**Things to do**
A) Name the areas that the Internet of Things column says get a lot of coverage in IEEE publications.
B) In the Internet of Things column, which job does the report name as the most likely to be taken over by AI automation?
C) From the Internet of Things column, repeat everything from "For example, there’s" down to "to creative employment.".

**Text passage**
■ ■ ■ ■

No seriously, where are my self-calibrating Y-fronts and smart bog roll?
Internet of Useless Things, a decade later
Regular readers of this column – i.e. those of you who have have suspiciously too much time on their hands on a Friday afternoon – will be aware that I am a IT fraud.
Compooters are kinda fun and my second-favourite idea for a perfect Sunday afternoon might involve a bit of screwdriver surgery on a troublesome device. But I don't really understand the physics behind it all. My undergraduate studies were in Politics and American Studies, not electronic engineering.
Despite being something of a simpleton when it comes to grown-up tech, I have been a member of IEEE for quite a while. Among the many things IEEE is good at is identifying what members think will be The Next Big Thing and consequently organising big industry players into working groups that hammer out unversal worldwide standards for said Thing.
As well as helping me understand that Thing in a technical way, this constant push to develop standards gives me a heads-up what kinds of technology are ripe for standardisation according to real tech-heads rather than to media imposters like me.
For example, there’s a lot in IEEE publications that concerns autonomous vehicles, robotics and energy smart grids, and much less than you’d expect about artificial intelligence (AI). I guess with the latter, you can’t really put a standard mark on, let alone regulate, a misunderstood and often overhyped death sentence to creative employment.
According to this report, for example, the most likely job to be taken over by AI automation will be waitressing. This is nonsense of course. The most likely job for AI to take over completely is the job of writing reports about AI.
But roughly ten years ago, the one Thing that caught the imagination of tie-wearing engineers was the so-called Internet of Things. (I say 'so-called' because that's what it's called. So.)

■ ■ ■ ■

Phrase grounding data
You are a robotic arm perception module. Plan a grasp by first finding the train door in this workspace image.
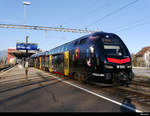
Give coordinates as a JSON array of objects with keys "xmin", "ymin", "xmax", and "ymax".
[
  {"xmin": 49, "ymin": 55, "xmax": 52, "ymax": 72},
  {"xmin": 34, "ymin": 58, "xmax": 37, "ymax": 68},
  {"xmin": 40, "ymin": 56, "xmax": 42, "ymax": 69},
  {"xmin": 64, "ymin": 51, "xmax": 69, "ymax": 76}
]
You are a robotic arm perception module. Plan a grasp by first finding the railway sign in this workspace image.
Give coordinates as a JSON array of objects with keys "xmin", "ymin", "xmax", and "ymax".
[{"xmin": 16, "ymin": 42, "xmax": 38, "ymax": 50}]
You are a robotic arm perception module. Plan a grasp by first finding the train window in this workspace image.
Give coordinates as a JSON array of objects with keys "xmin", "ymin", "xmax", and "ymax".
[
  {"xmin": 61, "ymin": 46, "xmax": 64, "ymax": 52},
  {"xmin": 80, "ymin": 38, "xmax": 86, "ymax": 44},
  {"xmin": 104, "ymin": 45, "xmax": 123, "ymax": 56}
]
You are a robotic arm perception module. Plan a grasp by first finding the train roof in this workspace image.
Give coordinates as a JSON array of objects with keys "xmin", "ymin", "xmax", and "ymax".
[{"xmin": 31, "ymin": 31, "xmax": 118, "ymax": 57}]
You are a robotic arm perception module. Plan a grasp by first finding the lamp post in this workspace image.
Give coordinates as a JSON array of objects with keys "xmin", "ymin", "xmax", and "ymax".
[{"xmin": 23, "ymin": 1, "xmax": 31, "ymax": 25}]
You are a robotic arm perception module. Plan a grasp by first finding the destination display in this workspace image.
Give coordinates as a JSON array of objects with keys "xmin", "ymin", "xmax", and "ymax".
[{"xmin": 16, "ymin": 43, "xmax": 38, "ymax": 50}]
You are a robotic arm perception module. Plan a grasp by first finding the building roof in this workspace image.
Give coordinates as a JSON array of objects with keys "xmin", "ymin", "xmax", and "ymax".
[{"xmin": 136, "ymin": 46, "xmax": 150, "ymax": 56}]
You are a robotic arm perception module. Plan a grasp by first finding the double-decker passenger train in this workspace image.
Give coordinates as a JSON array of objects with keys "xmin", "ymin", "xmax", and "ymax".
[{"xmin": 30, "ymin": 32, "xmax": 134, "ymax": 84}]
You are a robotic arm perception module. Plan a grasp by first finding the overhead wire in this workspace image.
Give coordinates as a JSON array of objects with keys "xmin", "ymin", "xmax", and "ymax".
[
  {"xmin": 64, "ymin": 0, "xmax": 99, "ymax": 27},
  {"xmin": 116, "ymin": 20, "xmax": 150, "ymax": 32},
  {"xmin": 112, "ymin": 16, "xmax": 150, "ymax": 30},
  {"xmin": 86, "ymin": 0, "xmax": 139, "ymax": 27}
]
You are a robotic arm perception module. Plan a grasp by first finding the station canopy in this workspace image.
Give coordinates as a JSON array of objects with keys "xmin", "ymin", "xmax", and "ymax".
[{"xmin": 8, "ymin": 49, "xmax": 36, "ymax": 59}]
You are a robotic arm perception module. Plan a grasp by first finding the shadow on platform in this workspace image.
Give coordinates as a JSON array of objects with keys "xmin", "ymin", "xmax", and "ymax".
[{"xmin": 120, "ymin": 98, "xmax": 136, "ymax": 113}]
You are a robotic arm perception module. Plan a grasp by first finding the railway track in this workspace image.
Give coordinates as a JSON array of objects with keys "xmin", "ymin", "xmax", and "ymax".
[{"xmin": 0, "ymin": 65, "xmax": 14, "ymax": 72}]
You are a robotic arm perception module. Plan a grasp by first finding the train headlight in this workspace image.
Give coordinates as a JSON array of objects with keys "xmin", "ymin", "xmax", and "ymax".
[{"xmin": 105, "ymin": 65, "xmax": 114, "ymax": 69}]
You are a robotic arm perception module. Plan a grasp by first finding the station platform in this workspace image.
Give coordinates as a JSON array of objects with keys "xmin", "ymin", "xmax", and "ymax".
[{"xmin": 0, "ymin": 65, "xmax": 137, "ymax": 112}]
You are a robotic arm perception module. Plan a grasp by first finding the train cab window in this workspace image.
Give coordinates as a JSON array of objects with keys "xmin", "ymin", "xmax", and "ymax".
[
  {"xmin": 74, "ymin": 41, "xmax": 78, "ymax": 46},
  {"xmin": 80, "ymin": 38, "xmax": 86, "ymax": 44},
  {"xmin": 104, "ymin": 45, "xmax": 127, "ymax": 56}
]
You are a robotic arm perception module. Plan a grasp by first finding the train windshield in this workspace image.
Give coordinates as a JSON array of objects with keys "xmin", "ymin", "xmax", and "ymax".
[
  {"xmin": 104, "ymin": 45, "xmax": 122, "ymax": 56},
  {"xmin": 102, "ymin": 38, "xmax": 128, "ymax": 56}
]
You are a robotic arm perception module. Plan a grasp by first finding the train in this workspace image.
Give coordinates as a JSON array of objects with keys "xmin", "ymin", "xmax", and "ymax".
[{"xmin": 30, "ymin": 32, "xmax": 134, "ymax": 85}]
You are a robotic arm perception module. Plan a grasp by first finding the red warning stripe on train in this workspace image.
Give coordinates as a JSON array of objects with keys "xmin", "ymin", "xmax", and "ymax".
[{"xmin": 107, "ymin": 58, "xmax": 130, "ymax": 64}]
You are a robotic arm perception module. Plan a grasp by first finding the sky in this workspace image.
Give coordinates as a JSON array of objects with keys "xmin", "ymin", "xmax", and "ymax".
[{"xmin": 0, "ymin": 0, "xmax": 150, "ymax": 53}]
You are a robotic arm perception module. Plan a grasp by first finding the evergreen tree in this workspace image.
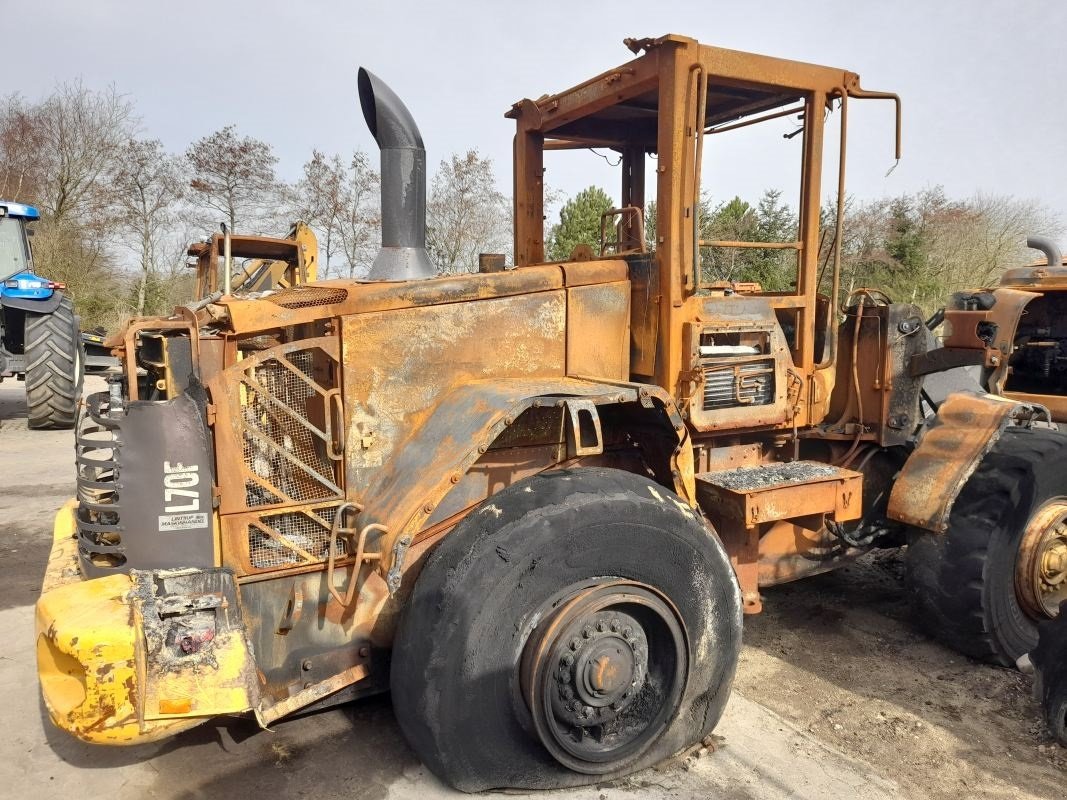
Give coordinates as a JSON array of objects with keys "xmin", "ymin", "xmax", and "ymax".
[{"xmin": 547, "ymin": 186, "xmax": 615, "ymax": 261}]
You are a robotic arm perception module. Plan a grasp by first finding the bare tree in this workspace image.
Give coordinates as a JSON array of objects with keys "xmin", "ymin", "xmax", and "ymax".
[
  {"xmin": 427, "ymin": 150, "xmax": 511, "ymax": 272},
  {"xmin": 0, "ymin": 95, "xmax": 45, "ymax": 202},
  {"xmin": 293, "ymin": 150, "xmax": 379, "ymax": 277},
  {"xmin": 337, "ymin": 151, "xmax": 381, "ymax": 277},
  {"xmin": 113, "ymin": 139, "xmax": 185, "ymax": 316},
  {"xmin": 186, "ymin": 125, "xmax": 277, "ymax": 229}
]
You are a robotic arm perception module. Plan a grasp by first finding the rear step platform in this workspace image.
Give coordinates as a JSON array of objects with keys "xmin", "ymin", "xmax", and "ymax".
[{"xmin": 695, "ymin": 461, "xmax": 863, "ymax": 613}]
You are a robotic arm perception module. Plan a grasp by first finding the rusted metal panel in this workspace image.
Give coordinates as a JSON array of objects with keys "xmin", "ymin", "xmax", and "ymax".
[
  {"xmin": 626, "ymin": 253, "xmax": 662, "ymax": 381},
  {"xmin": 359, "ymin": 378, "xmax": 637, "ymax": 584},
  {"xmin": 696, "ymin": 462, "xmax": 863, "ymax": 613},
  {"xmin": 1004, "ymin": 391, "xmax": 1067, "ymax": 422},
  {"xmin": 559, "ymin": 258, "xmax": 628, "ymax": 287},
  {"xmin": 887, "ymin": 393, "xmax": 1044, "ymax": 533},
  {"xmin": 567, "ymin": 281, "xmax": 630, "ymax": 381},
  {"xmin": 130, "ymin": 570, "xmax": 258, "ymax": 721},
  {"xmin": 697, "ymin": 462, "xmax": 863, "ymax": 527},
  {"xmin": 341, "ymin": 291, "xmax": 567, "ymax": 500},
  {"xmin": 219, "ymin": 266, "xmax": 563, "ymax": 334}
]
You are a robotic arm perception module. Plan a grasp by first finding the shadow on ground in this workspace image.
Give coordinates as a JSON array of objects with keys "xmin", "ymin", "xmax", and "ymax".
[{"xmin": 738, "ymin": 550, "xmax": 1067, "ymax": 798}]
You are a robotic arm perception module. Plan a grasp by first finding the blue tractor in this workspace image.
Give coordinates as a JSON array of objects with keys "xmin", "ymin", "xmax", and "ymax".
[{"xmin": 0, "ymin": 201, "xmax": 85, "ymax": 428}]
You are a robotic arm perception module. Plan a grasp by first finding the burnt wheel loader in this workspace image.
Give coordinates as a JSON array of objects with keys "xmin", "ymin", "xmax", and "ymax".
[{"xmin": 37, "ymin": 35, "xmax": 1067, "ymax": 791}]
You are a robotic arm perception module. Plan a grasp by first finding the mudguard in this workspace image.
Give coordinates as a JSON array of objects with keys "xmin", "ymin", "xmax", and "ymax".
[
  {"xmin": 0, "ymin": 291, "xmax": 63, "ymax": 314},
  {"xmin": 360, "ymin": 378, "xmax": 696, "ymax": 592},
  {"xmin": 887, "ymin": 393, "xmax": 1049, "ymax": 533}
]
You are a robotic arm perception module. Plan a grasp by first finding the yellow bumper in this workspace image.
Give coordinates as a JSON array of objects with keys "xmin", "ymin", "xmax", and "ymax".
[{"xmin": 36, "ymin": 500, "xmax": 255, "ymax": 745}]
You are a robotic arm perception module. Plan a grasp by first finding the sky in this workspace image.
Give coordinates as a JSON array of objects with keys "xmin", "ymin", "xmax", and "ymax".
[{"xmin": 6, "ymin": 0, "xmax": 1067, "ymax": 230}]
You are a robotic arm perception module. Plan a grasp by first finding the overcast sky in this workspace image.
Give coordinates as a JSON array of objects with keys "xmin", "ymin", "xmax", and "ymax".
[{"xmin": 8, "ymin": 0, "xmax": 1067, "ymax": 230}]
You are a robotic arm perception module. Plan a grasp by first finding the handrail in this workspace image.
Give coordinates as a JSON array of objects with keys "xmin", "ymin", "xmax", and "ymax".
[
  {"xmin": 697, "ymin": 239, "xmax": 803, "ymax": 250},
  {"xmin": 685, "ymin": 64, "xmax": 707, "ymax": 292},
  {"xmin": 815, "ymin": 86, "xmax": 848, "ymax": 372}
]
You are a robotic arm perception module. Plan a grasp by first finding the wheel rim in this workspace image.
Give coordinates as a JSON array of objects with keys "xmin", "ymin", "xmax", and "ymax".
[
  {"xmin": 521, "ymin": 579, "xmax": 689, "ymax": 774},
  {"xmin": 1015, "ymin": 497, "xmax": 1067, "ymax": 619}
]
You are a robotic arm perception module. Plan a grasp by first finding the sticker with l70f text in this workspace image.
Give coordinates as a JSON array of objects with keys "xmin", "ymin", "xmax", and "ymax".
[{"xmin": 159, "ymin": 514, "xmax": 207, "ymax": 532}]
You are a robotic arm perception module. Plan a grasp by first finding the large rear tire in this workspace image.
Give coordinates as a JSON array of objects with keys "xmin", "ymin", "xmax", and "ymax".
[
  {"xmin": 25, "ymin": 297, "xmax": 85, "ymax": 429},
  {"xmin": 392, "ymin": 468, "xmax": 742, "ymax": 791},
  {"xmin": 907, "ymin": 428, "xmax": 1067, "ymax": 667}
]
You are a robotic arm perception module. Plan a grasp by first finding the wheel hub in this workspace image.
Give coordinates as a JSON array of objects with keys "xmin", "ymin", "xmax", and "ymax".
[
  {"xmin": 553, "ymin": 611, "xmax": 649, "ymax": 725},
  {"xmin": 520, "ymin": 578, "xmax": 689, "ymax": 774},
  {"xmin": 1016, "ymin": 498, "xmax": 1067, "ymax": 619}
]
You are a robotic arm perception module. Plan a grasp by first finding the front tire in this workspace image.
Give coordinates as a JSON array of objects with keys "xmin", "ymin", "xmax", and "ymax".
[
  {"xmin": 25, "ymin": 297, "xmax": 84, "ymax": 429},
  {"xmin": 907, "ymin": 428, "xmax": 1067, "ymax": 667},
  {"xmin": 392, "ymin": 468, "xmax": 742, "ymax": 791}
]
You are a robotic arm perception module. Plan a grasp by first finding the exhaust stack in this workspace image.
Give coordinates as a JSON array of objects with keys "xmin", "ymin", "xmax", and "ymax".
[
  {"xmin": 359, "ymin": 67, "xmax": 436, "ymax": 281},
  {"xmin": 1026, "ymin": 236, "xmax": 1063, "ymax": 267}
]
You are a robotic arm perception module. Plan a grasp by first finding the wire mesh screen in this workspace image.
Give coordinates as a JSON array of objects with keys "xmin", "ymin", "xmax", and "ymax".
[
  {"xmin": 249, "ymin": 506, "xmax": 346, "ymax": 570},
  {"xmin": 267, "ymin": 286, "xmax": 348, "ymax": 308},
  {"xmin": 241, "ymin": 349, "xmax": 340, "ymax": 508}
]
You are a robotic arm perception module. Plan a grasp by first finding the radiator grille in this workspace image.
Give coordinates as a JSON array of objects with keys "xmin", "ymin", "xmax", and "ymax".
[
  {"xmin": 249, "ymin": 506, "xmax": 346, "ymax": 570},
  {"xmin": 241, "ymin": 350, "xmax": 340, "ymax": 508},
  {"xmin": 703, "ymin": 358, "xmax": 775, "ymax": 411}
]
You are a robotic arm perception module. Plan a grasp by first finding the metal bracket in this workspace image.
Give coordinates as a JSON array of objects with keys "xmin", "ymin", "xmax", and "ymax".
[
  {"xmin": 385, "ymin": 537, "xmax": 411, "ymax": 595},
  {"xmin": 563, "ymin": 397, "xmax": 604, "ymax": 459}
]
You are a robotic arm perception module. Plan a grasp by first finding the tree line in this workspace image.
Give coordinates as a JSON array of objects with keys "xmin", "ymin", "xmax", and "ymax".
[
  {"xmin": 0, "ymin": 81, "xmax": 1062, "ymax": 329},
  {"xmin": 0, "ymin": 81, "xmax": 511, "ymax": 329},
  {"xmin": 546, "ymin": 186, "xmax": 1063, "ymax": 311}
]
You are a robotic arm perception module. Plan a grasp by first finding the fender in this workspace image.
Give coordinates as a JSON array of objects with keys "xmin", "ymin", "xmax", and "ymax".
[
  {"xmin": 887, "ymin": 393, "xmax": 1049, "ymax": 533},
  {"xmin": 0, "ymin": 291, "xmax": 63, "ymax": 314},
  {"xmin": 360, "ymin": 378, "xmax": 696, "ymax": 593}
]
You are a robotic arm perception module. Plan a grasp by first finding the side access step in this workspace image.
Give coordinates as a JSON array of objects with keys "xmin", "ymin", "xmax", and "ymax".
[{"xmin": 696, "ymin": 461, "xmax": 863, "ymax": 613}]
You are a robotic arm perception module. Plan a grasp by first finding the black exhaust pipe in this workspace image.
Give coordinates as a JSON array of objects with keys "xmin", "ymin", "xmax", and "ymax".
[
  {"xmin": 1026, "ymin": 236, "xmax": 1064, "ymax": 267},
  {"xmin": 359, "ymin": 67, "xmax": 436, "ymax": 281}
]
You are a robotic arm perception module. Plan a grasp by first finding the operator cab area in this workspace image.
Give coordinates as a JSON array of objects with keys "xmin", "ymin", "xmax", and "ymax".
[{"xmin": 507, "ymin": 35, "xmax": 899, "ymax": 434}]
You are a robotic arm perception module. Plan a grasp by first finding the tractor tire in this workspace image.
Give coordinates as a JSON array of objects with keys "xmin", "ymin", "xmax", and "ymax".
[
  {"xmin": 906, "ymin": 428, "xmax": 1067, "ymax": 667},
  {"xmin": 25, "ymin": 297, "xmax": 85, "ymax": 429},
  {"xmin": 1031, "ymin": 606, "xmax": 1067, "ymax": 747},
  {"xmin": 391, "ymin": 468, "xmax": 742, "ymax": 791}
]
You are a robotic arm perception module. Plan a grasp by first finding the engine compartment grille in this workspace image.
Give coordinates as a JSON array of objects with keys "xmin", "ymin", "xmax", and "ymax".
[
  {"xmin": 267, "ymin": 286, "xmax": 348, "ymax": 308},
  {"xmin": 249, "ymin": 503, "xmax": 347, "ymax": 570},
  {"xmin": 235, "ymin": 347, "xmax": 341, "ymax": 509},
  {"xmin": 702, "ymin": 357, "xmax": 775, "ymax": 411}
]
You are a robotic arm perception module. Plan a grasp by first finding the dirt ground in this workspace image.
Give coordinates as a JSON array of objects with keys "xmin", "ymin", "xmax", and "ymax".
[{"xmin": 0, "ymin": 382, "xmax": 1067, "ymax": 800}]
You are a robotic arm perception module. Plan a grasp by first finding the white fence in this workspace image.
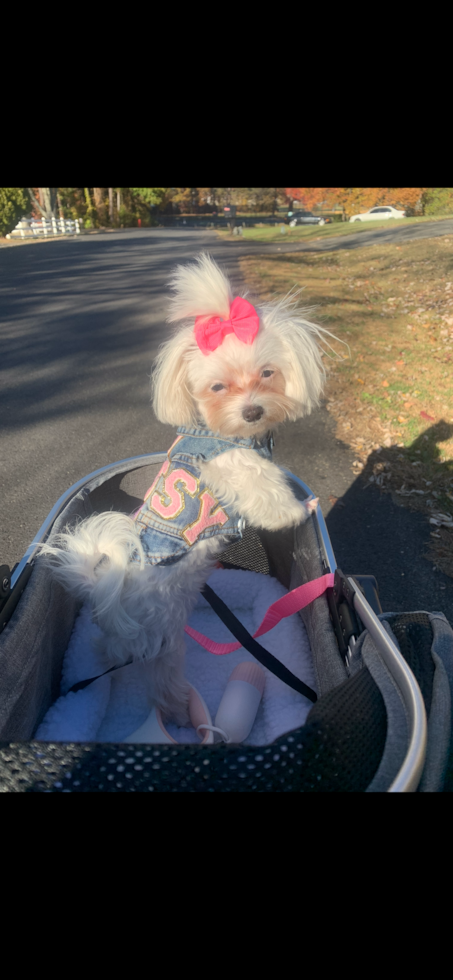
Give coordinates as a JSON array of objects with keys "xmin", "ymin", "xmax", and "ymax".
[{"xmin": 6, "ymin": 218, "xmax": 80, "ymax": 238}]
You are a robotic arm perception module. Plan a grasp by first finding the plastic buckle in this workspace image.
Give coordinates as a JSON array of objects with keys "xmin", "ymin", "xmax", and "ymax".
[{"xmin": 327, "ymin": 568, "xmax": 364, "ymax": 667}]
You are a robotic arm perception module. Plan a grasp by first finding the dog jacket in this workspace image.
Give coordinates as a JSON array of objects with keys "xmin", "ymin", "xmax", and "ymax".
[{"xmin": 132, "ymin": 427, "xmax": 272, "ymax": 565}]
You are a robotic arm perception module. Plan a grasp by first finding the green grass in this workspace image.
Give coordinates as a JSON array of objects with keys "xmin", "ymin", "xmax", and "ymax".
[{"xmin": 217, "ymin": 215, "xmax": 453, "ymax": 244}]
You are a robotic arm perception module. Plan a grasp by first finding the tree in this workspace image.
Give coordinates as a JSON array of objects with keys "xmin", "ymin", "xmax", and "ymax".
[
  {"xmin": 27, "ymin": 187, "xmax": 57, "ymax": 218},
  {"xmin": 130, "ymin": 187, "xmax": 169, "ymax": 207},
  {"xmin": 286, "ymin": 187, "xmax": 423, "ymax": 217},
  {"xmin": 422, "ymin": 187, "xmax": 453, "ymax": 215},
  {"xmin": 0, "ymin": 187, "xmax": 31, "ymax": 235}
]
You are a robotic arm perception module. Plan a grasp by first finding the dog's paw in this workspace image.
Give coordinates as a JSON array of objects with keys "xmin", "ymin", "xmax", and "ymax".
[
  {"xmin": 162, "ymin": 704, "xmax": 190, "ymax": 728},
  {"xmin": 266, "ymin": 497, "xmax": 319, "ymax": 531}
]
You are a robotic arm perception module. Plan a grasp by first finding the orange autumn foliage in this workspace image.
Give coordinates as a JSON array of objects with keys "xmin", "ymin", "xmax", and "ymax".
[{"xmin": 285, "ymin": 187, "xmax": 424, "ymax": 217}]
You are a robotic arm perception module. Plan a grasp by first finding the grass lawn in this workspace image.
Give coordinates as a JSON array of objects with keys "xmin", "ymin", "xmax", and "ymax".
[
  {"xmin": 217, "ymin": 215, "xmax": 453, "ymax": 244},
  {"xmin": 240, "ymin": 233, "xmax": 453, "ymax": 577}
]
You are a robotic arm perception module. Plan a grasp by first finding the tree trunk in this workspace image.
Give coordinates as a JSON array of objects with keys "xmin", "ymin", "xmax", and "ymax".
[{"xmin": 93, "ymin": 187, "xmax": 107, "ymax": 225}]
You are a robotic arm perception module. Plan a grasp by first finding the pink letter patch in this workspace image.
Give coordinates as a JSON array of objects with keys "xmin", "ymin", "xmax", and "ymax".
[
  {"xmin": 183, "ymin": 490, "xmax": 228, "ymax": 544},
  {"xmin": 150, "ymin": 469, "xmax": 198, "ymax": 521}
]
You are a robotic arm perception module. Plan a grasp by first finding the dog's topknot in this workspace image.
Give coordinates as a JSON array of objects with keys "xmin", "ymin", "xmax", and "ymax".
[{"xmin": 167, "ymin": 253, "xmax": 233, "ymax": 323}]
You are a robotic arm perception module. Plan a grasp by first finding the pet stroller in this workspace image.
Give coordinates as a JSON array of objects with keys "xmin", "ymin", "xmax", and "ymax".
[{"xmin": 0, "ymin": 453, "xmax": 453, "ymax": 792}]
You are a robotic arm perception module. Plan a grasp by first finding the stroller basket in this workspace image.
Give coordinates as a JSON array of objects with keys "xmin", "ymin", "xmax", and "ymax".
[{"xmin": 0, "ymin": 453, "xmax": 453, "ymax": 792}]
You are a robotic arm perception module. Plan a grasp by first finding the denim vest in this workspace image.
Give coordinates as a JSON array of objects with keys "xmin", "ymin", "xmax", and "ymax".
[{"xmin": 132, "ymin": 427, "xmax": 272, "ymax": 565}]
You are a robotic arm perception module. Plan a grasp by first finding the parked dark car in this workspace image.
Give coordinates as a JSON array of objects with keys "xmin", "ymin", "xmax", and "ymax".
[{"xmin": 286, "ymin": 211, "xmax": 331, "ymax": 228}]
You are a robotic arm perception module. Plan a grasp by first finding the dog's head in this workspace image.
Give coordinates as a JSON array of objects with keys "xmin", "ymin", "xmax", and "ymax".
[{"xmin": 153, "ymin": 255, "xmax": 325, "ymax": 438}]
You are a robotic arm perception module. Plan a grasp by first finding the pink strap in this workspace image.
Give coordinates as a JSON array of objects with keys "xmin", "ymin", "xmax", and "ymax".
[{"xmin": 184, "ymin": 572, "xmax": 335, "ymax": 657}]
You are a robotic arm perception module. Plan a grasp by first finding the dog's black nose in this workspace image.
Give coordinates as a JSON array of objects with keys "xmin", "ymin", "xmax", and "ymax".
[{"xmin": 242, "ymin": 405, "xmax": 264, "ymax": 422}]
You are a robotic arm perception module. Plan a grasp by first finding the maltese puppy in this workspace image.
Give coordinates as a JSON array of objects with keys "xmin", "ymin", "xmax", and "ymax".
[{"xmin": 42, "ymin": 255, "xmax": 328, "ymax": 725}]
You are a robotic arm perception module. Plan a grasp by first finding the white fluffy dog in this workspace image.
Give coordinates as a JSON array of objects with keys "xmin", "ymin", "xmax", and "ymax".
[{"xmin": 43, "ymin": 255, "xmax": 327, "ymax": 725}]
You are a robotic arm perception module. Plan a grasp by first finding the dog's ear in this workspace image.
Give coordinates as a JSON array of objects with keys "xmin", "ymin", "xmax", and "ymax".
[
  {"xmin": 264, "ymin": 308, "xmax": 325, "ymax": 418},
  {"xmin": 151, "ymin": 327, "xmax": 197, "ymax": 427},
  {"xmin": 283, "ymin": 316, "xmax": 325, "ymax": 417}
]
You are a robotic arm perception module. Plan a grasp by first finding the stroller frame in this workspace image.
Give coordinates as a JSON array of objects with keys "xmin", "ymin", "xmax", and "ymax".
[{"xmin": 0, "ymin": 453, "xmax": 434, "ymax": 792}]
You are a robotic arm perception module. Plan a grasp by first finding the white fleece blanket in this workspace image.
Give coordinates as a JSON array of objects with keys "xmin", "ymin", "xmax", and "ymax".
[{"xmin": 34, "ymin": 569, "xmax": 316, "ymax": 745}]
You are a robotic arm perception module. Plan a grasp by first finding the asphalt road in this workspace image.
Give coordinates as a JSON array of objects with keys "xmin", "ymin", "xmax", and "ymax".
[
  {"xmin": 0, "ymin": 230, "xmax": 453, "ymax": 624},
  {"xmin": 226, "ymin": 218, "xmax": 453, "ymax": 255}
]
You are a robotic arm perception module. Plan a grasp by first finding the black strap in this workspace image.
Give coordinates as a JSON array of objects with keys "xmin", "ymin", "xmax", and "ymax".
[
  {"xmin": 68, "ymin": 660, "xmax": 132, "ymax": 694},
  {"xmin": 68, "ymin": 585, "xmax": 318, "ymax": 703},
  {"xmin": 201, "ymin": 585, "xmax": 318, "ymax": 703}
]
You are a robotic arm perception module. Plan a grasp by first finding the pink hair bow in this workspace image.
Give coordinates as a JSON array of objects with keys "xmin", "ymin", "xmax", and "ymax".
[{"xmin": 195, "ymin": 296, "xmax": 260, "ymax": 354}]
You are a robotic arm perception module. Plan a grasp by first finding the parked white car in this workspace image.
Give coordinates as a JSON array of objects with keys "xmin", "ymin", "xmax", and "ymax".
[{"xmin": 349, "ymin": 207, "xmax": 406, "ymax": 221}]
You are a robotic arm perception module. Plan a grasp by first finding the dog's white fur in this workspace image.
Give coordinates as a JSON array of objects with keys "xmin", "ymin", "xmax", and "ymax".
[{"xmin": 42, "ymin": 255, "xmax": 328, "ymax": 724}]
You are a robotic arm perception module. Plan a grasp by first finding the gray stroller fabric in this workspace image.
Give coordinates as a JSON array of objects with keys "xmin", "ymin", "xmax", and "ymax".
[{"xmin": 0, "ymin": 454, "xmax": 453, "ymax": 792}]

■ ■ ■ ■

**Answer set**
A) Autonomous vehicles, robotics and energy smart grids.

B) Waitressing.

C)
For example, there’s a lot in IEEE publications that concerns autonomous vehicles, robotics and energy smart grids, and much less than you’d expect about artificial intelligence (AI). I guess with the latter, you can’t really put a standard mark on, let alone regulate, a misunderstood and often overhyped death sentence to creative employment.